# Set problem:
Output the stretch of lines from the one containing "pot from the bin shown here." through the one containing "560, 265, 578, 278" as a numbered list, leaving out any blank lines.

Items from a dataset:
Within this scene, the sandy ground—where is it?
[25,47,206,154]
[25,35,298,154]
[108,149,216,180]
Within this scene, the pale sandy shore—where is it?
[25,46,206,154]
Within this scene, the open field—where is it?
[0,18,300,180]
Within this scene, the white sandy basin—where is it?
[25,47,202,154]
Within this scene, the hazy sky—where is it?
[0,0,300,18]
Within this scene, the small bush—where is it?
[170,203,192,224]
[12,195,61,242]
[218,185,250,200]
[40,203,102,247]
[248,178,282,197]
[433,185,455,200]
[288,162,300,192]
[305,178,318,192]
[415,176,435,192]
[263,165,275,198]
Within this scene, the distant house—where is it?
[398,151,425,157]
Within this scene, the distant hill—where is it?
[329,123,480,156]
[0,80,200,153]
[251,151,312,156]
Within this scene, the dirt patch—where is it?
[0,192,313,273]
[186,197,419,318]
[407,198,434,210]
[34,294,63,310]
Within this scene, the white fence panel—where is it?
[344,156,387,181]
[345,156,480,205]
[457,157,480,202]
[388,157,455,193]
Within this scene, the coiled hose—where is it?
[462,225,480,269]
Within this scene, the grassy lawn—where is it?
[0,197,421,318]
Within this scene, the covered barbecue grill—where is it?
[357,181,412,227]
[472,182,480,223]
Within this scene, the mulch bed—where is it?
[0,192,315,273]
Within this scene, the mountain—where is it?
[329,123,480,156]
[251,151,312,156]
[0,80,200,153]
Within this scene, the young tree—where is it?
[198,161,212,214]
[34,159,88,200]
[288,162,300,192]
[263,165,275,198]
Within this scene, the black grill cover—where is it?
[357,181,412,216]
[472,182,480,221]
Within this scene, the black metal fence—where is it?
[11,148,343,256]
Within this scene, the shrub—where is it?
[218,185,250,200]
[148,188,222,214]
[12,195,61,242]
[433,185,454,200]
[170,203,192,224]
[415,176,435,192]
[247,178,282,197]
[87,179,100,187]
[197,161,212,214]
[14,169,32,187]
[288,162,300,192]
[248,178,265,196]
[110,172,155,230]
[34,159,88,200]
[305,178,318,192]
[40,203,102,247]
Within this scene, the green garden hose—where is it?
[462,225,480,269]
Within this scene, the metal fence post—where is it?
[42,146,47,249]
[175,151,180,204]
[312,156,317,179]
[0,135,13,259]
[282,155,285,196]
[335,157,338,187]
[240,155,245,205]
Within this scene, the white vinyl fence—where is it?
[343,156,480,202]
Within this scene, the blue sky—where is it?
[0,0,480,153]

* * *

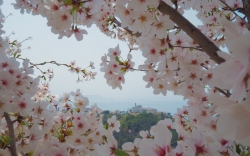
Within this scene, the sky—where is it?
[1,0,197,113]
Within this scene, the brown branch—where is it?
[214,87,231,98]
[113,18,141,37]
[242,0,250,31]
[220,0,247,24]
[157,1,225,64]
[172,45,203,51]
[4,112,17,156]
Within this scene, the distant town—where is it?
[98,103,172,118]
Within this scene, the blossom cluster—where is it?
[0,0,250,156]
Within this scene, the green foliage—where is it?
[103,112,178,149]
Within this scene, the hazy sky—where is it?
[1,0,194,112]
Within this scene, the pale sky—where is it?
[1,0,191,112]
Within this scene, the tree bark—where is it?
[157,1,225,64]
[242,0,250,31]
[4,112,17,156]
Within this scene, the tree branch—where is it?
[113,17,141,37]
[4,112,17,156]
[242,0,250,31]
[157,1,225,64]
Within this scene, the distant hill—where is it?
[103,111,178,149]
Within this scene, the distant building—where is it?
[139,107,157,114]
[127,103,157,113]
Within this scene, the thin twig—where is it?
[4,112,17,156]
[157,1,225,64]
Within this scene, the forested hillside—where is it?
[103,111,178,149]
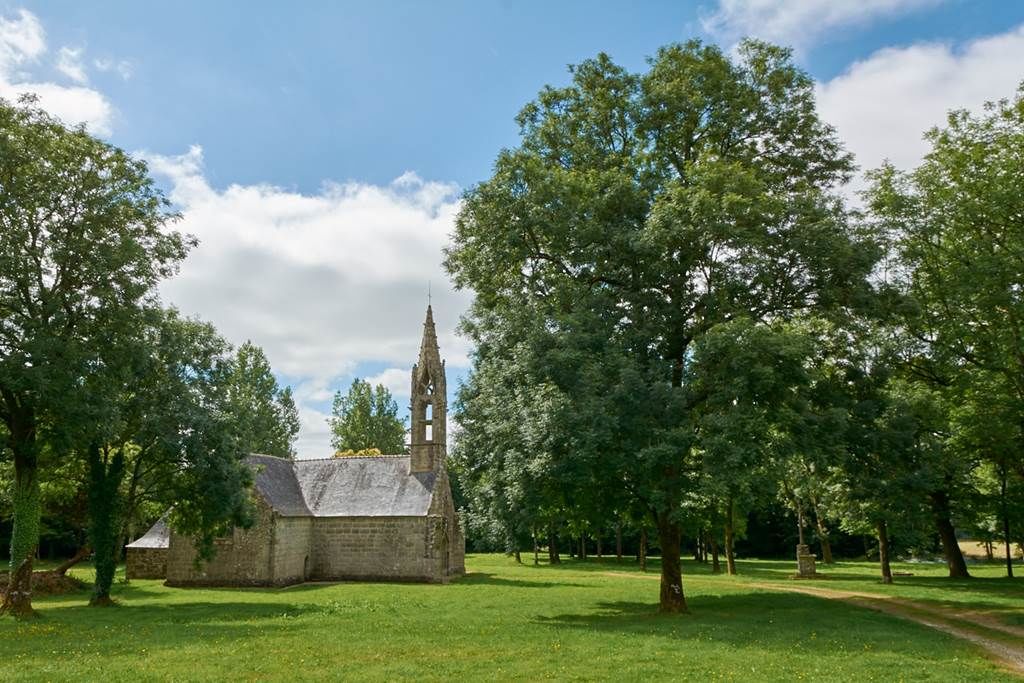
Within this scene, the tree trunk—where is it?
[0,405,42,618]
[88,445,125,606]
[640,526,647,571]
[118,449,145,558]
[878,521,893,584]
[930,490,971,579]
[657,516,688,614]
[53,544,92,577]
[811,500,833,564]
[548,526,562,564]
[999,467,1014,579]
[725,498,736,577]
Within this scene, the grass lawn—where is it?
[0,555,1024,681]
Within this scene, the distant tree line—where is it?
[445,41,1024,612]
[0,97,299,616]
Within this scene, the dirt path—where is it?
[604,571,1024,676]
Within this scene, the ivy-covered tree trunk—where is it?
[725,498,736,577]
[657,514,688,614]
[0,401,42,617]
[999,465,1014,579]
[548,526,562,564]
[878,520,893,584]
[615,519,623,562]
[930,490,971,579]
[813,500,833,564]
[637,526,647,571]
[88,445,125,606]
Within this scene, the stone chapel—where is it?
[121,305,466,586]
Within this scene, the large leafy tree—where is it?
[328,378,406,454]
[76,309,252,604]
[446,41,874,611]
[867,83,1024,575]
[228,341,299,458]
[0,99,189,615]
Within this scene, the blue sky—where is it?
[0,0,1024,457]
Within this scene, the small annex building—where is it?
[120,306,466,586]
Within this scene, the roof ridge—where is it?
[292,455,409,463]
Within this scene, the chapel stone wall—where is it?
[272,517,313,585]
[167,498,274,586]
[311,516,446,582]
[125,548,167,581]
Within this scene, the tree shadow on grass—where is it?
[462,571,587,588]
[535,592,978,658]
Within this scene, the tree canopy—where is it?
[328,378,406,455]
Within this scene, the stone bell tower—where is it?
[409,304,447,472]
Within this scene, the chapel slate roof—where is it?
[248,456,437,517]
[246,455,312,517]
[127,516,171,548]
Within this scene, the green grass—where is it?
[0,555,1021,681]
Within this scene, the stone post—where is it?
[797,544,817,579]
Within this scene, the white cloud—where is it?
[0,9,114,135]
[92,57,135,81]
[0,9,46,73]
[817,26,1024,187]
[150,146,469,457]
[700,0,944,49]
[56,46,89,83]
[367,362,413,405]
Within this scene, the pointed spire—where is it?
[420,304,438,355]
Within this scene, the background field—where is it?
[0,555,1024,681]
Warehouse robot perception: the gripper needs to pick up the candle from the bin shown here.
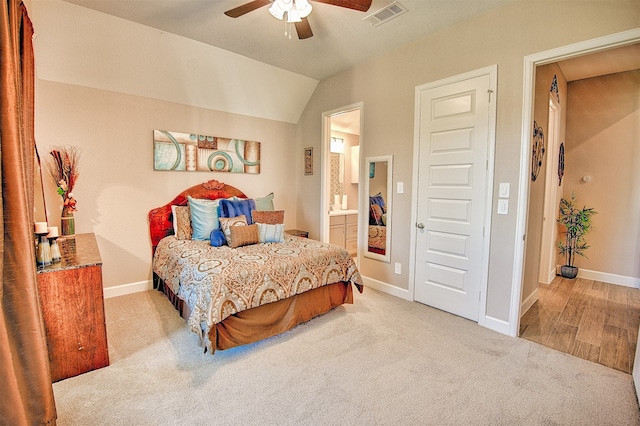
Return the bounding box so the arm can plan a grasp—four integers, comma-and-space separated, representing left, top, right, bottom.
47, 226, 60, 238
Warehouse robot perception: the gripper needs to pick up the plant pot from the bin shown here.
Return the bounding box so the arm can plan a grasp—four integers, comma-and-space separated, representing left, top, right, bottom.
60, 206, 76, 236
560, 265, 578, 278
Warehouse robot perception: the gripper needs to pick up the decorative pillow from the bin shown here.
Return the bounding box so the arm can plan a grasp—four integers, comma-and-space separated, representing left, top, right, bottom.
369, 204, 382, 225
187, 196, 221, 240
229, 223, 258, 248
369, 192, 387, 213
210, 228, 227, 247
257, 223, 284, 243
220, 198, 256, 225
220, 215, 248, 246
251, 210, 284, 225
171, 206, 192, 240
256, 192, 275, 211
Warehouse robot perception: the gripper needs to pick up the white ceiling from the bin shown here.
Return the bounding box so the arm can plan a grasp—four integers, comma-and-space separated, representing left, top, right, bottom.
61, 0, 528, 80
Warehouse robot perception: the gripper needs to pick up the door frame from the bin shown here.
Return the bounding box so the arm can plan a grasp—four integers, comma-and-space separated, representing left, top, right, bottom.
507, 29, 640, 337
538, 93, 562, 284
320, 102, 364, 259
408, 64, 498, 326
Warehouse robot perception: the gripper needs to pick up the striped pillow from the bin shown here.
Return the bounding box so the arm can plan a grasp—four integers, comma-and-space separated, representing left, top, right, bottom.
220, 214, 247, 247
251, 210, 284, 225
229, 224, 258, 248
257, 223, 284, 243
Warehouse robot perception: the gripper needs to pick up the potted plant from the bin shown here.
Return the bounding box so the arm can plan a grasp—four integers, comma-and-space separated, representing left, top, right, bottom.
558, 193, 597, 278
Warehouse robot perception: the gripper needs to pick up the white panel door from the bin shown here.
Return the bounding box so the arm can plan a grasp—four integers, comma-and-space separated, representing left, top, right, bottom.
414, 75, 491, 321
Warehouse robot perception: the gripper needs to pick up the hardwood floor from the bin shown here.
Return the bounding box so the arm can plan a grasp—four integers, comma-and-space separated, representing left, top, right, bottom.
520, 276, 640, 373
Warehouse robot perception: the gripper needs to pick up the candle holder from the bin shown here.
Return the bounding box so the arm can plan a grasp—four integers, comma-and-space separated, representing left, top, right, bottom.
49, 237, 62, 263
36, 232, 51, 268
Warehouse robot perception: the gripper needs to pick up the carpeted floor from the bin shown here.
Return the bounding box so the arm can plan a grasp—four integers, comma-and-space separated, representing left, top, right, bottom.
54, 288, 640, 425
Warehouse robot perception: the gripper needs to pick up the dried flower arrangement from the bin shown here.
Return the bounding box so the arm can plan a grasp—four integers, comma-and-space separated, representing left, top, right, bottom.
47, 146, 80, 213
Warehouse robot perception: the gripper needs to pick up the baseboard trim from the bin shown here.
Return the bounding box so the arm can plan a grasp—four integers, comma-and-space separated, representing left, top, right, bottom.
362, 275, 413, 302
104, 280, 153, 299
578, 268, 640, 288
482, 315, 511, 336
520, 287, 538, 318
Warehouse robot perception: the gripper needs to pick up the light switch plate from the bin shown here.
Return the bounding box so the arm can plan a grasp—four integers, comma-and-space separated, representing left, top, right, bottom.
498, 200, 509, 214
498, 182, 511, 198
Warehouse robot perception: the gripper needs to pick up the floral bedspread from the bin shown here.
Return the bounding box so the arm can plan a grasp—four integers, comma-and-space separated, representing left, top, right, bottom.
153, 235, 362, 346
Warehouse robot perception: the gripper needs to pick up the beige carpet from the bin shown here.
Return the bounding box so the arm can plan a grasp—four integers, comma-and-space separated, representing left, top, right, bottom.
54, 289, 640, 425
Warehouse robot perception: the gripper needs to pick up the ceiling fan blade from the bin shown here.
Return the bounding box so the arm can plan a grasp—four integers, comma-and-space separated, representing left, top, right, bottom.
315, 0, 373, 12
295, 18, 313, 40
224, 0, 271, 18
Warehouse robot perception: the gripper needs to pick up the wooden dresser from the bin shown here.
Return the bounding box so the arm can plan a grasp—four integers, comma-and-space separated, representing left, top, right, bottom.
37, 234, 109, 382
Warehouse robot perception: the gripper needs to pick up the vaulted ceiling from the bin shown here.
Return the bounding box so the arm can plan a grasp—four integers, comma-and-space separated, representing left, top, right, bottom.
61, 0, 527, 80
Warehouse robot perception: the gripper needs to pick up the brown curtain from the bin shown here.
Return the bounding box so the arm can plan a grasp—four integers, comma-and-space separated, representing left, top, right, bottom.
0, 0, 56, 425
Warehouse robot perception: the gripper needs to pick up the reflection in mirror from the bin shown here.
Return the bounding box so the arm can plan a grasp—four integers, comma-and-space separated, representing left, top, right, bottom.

---

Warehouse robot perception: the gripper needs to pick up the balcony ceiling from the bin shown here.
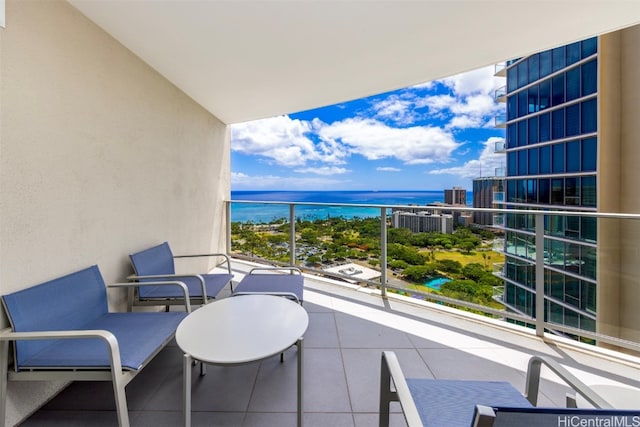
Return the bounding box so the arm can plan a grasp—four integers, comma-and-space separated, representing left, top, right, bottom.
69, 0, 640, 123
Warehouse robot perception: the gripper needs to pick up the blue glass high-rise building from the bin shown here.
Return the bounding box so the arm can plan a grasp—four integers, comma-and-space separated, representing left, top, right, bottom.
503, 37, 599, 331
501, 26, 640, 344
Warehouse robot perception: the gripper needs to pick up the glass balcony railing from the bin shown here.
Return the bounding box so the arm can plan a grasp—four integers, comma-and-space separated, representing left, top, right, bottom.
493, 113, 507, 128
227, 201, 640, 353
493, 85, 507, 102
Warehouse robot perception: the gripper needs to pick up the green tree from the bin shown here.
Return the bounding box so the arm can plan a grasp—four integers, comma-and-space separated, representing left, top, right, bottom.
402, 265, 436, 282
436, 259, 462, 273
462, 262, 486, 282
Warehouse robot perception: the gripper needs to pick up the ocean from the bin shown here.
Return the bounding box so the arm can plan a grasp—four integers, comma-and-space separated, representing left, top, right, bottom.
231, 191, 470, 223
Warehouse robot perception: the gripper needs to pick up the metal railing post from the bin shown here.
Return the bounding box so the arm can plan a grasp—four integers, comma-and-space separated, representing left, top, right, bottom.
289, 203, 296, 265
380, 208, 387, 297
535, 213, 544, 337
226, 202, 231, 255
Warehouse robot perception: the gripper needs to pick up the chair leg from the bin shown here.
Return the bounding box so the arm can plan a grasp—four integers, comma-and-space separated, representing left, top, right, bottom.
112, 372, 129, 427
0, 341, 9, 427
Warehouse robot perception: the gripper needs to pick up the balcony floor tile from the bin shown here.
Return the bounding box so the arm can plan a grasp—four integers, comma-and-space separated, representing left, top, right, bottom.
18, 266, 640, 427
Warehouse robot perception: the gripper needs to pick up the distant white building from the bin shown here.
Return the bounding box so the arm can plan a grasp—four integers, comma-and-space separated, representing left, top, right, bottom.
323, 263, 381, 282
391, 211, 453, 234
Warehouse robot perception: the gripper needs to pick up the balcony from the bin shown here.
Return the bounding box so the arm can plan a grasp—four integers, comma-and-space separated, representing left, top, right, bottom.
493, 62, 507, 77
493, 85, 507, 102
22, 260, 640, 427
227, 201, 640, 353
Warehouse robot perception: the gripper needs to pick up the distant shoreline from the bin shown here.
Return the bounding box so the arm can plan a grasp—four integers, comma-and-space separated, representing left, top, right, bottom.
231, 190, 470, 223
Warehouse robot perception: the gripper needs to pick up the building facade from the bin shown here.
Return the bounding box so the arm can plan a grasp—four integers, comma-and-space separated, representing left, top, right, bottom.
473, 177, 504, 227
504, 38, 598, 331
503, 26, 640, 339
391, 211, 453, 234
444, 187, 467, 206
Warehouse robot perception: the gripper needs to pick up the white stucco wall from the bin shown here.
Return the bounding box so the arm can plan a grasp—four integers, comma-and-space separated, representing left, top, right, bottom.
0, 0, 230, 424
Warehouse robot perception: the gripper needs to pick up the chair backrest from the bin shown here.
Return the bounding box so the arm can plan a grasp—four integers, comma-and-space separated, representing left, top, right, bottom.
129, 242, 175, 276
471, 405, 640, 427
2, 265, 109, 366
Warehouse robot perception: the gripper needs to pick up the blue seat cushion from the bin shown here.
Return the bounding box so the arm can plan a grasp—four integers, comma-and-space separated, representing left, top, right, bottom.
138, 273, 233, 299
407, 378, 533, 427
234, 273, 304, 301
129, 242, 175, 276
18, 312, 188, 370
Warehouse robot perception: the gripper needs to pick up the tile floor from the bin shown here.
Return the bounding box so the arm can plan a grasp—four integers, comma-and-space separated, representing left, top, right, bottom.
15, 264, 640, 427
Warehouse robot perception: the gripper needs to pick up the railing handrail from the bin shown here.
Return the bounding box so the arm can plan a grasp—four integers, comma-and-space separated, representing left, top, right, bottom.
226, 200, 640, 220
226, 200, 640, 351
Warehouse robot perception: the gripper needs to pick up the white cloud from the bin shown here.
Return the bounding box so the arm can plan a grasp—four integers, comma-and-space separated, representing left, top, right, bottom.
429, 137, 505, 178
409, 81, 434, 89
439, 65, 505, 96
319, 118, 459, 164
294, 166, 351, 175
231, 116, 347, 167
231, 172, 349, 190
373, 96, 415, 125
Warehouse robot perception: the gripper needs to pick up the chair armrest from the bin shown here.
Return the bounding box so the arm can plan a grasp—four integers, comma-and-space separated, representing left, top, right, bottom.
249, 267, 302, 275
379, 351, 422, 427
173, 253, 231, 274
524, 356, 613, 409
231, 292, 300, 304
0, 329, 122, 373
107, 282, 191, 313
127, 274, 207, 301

# Complete response:
1. Warehouse robot perception: the gripper needs to pick up the plant pot from the bin shown here.
2. Return the bounding box so the arm can plan a grasp—four integers, comma-and-space separated, representing left, top, right, bottom.
3. 60, 206, 76, 236
4. 560, 265, 578, 278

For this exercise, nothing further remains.